Work to be completed – Please copy the rows below, swapping "Indicate" for "Mark" each time it occurs and keeping everything else the same.

BEGIN Materials provided

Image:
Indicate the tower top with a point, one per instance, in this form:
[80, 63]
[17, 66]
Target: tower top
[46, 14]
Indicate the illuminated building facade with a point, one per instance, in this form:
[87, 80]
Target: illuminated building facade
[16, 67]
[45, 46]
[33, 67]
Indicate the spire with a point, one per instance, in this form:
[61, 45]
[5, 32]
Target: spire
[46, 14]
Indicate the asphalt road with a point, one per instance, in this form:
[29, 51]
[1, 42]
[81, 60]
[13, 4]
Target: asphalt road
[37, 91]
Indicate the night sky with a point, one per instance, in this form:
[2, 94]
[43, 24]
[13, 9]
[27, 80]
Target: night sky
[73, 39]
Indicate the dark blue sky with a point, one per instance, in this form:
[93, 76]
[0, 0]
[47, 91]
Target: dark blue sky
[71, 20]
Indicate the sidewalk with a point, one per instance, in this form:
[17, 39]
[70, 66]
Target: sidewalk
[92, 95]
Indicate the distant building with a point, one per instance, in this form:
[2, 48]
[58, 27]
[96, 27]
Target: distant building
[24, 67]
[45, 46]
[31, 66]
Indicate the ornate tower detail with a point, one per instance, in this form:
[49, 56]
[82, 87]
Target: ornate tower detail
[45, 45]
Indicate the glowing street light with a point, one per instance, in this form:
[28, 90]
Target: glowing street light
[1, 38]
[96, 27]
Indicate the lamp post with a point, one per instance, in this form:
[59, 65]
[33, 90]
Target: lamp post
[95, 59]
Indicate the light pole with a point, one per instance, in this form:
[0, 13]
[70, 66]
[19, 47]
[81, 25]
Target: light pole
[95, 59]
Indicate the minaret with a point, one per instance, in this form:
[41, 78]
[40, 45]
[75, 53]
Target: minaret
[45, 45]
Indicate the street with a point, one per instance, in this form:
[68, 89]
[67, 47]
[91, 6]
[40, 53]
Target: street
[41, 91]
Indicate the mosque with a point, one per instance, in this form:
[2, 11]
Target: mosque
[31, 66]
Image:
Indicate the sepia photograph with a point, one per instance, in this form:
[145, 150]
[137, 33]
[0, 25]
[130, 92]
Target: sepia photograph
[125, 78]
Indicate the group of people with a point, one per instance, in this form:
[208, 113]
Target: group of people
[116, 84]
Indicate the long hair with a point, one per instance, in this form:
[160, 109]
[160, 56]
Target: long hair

END Materials provided

Response below –
Image:
Mark the tower top with a point, one per instance, in this form:
[80, 63]
[17, 66]
Target: tower top
[46, 14]
Mark the illuminated building facade with a point, one per instance, in this form:
[87, 80]
Target: illuminated building facade
[16, 67]
[45, 46]
[33, 67]
Mark the spire with a point, one per instance, in this form:
[61, 45]
[5, 32]
Target: spire
[46, 14]
Mark the asphalt road with a point, one per instance, in this form:
[29, 51]
[1, 42]
[81, 60]
[13, 4]
Target: asphalt road
[37, 91]
Mark the night sky with a point, one per instance, in this form:
[2, 94]
[43, 24]
[13, 9]
[27, 80]
Target: night sky
[73, 39]
Mark the dark blue sky with a point, one per instance, in this form:
[93, 76]
[0, 0]
[47, 91]
Target: dark blue sky
[71, 20]
Mark the sidewalk with a point, one per instance, in this form:
[17, 39]
[70, 66]
Target: sidewalk
[92, 95]
Mark the distant building with a point, one per instance, in this form:
[2, 48]
[58, 27]
[96, 27]
Target: distant building
[24, 67]
[45, 46]
[31, 66]
Mark the ornate tower detail with a point, one per instance, in this form:
[49, 56]
[82, 87]
Target: ornate tower detail
[45, 45]
Mark the glowing street light with a point, one per instance, in this form:
[28, 90]
Target: glowing street light
[1, 38]
[96, 27]
Mark the lamp post with a point, one per instance, in this form:
[59, 65]
[33, 90]
Target: lamp post
[95, 59]
Mark the light pole with a point, one per instance, in this form:
[0, 13]
[70, 66]
[19, 47]
[81, 25]
Target: light pole
[95, 59]
Mark the minaret with a point, one per instance, in this form:
[41, 78]
[40, 45]
[75, 53]
Target: minaret
[45, 45]
Mark the street with a point, one per instance, in this form:
[68, 89]
[67, 47]
[91, 6]
[40, 53]
Target: street
[41, 91]
Mark the mosque with a point, one per instance, in this form:
[2, 11]
Target: mosque
[31, 66]
Image:
Mark the sepia photograph with a point, one per instance, in this form:
[145, 150]
[137, 33]
[0, 25]
[130, 92]
Target: sepia photograph
[125, 78]
Mark the group of people with a point, one per instance, in this form:
[208, 113]
Target: group of people
[116, 84]
Mark the long hair with a point, one per instance, in this form:
[160, 109]
[160, 56]
Target: long hair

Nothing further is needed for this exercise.